## Your objective
Rewrite the records starting at the line that contains "For every instance of the pier" and ending at the last line of the records, keeping every request line as is. Multiply each point coordinate in the answers by 1.75 and round to the nearest whole number, with halves rounded up.

## Records for the task
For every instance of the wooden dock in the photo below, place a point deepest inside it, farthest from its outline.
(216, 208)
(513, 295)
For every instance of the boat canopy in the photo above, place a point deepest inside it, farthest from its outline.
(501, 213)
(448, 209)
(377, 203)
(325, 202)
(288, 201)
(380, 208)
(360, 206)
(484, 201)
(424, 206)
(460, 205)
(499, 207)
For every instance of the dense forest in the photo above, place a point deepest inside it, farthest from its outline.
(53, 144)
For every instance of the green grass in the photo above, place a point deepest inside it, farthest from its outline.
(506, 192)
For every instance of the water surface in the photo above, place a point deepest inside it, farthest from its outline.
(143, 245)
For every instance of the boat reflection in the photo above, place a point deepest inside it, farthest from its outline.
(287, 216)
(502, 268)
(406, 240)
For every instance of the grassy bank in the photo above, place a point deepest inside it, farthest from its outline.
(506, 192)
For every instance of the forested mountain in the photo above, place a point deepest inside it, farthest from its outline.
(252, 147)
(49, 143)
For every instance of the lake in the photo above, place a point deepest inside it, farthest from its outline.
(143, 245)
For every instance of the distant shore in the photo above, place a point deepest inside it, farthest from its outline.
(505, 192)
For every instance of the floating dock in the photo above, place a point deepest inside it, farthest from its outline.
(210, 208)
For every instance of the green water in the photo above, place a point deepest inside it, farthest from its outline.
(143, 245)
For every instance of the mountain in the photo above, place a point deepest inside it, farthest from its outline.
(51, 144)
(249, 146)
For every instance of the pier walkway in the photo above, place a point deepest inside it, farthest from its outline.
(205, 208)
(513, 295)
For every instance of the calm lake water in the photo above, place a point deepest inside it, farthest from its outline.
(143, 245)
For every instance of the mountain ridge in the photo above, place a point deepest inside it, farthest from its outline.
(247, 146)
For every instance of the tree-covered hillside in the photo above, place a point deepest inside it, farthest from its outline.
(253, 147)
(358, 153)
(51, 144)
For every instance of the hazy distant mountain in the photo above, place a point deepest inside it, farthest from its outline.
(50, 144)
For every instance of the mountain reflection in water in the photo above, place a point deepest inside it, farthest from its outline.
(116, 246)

## Finished exercise
For every instance of the pier walkway in the photo above, place a point deepest inside it, farthest from its outline.
(359, 364)
(898, 516)
For every instance of the calm lake water in the photo above, place a point deepest inside it, farthest from its outline.
(250, 429)
For every instance of the mountain ridge in the photo above, place a point deepest inside it, farthest from its outline.
(432, 256)
For every instance of the tree-covered hillside in the photo above, place a point deepest inside it, farthest from its outline.
(443, 257)
(627, 268)
(89, 252)
For every instance of the hazy distant mountain in the photo above, place a point deepest inside it, farthest from its outline.
(88, 252)
For every instance of the mountain reflection in water in the photo above, place a point deepest inside it, farthest from its outline.
(203, 431)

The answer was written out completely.